Write out each entry again. Keep every word exactly as it is.
━━ ENTRIES PROVIDED
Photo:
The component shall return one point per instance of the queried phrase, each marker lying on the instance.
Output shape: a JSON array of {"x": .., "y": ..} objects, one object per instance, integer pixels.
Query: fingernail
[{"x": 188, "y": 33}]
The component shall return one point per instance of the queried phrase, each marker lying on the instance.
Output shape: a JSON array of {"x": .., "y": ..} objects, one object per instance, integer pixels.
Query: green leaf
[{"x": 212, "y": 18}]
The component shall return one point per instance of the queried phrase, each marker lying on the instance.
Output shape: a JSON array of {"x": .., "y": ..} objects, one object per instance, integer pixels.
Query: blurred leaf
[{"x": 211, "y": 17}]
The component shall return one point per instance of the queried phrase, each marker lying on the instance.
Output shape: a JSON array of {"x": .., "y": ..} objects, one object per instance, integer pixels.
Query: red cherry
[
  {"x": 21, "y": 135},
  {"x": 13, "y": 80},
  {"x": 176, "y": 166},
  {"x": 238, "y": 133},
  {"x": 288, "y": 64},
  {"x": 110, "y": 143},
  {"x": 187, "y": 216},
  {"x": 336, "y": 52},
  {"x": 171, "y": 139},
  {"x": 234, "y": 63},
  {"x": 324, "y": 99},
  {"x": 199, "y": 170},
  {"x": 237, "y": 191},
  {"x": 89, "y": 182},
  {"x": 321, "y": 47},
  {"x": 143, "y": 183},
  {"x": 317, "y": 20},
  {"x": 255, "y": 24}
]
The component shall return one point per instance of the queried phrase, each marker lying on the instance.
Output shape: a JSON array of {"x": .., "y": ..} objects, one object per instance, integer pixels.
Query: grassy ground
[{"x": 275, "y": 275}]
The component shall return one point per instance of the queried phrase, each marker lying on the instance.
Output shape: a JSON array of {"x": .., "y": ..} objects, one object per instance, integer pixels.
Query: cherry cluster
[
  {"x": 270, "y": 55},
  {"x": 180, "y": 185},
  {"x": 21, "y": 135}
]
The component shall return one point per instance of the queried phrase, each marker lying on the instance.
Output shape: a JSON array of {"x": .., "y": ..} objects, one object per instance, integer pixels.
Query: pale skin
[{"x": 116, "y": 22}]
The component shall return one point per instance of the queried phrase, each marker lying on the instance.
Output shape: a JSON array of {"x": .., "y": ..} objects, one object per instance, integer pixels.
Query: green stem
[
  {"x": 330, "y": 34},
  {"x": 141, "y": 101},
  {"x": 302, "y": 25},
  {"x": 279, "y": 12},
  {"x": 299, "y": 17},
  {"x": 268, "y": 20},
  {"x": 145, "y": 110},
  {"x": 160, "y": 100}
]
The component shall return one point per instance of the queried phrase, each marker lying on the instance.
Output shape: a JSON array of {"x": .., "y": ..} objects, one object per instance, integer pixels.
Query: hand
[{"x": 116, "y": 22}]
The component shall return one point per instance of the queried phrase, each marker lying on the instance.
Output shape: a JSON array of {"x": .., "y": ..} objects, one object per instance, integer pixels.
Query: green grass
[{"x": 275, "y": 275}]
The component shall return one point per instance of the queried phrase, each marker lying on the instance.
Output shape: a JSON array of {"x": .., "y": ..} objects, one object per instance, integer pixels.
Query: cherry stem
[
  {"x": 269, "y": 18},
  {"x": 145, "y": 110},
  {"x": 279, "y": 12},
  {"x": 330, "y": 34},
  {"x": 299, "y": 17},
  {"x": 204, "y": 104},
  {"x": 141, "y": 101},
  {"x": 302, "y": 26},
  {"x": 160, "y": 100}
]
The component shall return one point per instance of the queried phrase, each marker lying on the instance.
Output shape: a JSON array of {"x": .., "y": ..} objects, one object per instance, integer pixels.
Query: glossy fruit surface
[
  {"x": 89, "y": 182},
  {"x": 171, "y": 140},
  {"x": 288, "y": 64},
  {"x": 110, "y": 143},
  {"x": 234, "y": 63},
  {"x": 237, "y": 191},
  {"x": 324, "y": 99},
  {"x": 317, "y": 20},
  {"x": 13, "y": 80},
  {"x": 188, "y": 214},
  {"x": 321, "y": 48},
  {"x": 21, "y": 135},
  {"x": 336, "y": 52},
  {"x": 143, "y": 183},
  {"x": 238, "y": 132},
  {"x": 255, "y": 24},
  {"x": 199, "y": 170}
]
━━━━
SOLUTION »
Photo:
The component shall return one point per instance of the queried phrase, each marker lying on the instance.
Output shape: a JSON array of {"x": .., "y": ..} objects, one object per instance, integer pixels.
Query: fingernail
[{"x": 188, "y": 33}]
The component shall return one point per instance of the queried phrase, each marker lying on the instance.
Output shape: a JSON array of {"x": .., "y": ..} objects, one object per instance, integer pixels.
Query: green leaf
[{"x": 212, "y": 18}]
The component shall return one point per instance of the queried phrase, each marker lying on the instance.
Output shape: a JSON array of {"x": .., "y": ..} objects, one object per instance, integer pixels.
Query: blurred leaf
[{"x": 211, "y": 17}]
The component shall return one point per instance of the queried phrase, each marker lying on the instance.
Output shape: a JSON array of {"x": .., "y": ..} objects, one object per instance, integer pixels.
Query: red cherry
[
  {"x": 21, "y": 135},
  {"x": 13, "y": 80},
  {"x": 176, "y": 166},
  {"x": 238, "y": 133},
  {"x": 288, "y": 64},
  {"x": 110, "y": 143},
  {"x": 187, "y": 216},
  {"x": 336, "y": 52},
  {"x": 171, "y": 139},
  {"x": 234, "y": 63},
  {"x": 324, "y": 99},
  {"x": 199, "y": 170},
  {"x": 237, "y": 191},
  {"x": 89, "y": 182},
  {"x": 321, "y": 47},
  {"x": 143, "y": 183},
  {"x": 317, "y": 20},
  {"x": 255, "y": 24}
]
The component shall return one point per instance of the queried phrase, each marker lying on the instance.
Output shape: a JSON array of {"x": .., "y": ..} objects, one object per instance, integer pixels.
Query: grassy ground
[{"x": 275, "y": 275}]
The component shall return one point per instance of the queried phrase, each marker lying on the instance.
Output shape: a JSON array of {"x": .., "y": ..} objects, one object per instance, integer pixels.
Query: cherry cluster
[
  {"x": 270, "y": 55},
  {"x": 180, "y": 185},
  {"x": 21, "y": 135}
]
The component shall return one point per instance of the queried phrase, each marker lying on the instance.
Output shape: a JSON array of {"x": .., "y": ..} objects, one object per instance, integer pixels.
Query: pale skin
[{"x": 116, "y": 22}]
The component shall return one point per instance of the queried phrase, each marker lying on the instance.
Output shape: a JSON array of {"x": .., "y": ..} objects, one object per instance, integer pixels.
Query: green stem
[
  {"x": 330, "y": 34},
  {"x": 141, "y": 101},
  {"x": 302, "y": 25},
  {"x": 279, "y": 12},
  {"x": 299, "y": 17},
  {"x": 268, "y": 20},
  {"x": 145, "y": 110},
  {"x": 160, "y": 100}
]
The component shall return one point per instance of the queried phrase, each marker lying on the instance.
Output shape: a JSON array of {"x": .., "y": ..} objects, one object per instance, integer pixels.
Query: hand
[{"x": 116, "y": 22}]
The component shall return one point per instance of the queried phrase, each marker lying on the instance.
Output shape: a JSON array of {"x": .., "y": ..} objects, one object per instance, integer pixels.
Query: green grass
[{"x": 275, "y": 275}]
The component shall return one point per instance of the queried phrase, each marker lying on the instance.
Output shape: a JSON array of {"x": .., "y": ..} objects, one object per instance, integer pixels.
Query: cherry stem
[
  {"x": 269, "y": 18},
  {"x": 145, "y": 110},
  {"x": 279, "y": 12},
  {"x": 330, "y": 34},
  {"x": 299, "y": 17},
  {"x": 204, "y": 104},
  {"x": 141, "y": 101},
  {"x": 302, "y": 26},
  {"x": 160, "y": 100}
]
The component shall return one point per instance of the queried phrase, each marker lying on the instance.
Output shape: a JSON array of {"x": .., "y": ..} objects, one object per instance, integer pixels.
Query: glossy fruit surface
[
  {"x": 89, "y": 182},
  {"x": 171, "y": 140},
  {"x": 288, "y": 64},
  {"x": 110, "y": 143},
  {"x": 234, "y": 63},
  {"x": 237, "y": 191},
  {"x": 324, "y": 99},
  {"x": 317, "y": 20},
  {"x": 13, "y": 80},
  {"x": 188, "y": 214},
  {"x": 321, "y": 48},
  {"x": 21, "y": 135},
  {"x": 336, "y": 52},
  {"x": 143, "y": 183},
  {"x": 238, "y": 132},
  {"x": 255, "y": 24},
  {"x": 199, "y": 170}
]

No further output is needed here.